Objective: Identify each line in the items below that contains the string "light", and copy those lines in full. Case counts.

Stored rows:

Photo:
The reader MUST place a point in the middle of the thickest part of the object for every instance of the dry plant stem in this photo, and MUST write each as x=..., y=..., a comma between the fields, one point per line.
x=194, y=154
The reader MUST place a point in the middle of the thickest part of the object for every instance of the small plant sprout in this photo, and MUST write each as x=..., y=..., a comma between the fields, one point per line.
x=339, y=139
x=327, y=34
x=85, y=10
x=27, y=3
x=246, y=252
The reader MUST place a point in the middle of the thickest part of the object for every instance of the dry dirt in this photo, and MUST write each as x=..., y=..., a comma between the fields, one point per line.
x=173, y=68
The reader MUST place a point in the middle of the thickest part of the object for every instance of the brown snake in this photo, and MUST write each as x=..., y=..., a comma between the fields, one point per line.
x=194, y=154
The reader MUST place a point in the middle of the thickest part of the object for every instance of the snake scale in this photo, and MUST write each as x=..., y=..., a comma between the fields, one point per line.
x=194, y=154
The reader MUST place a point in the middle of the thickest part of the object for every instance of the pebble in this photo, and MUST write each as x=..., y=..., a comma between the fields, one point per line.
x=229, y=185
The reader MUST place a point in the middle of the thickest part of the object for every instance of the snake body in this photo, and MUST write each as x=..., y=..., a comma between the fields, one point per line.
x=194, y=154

--

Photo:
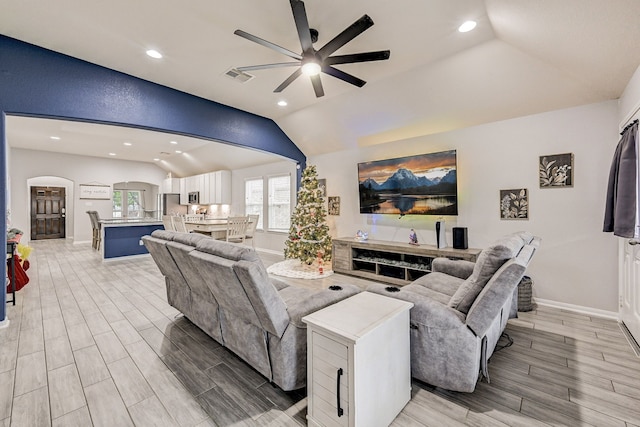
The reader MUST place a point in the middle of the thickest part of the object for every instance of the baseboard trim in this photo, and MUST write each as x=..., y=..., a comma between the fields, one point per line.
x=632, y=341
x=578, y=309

...

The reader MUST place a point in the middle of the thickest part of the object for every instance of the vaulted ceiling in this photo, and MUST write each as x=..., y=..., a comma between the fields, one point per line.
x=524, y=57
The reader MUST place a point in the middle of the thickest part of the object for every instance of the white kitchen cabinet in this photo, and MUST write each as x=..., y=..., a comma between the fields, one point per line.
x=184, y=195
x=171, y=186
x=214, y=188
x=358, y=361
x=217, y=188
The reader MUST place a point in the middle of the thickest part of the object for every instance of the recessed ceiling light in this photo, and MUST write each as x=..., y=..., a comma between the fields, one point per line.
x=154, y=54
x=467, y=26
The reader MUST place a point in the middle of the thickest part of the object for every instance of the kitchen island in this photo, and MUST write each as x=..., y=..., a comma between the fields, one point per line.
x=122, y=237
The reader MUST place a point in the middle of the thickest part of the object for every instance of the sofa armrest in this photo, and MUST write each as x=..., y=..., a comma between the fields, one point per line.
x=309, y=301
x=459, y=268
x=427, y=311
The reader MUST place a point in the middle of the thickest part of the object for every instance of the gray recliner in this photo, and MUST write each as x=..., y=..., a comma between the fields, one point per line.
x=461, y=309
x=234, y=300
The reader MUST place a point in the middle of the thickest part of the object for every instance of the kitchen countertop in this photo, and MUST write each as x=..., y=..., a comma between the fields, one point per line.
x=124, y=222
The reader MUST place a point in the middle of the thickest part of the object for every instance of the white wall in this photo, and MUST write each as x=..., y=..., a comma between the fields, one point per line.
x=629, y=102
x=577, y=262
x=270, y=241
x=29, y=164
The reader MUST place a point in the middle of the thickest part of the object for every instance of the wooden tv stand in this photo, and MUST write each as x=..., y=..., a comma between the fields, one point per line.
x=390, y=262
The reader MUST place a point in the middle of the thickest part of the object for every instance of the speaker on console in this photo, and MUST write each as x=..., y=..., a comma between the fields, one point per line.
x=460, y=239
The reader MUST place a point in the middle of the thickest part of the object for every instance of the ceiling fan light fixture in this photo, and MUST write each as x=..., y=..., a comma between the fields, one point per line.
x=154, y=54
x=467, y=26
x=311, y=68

Task result:
The reader MUST place a point in the middle of the thickest part of the object for every instance of the recessed ceiling light in this photo, and MUST write each as x=..., y=..., a comma between the fields, one point per line.
The reader MUST place a point in the middle of the thickest part of the object for every instance of the ceiling fan light fixture in this photo, and MUST write each as x=..., y=..., a comma between the fields, one point per line.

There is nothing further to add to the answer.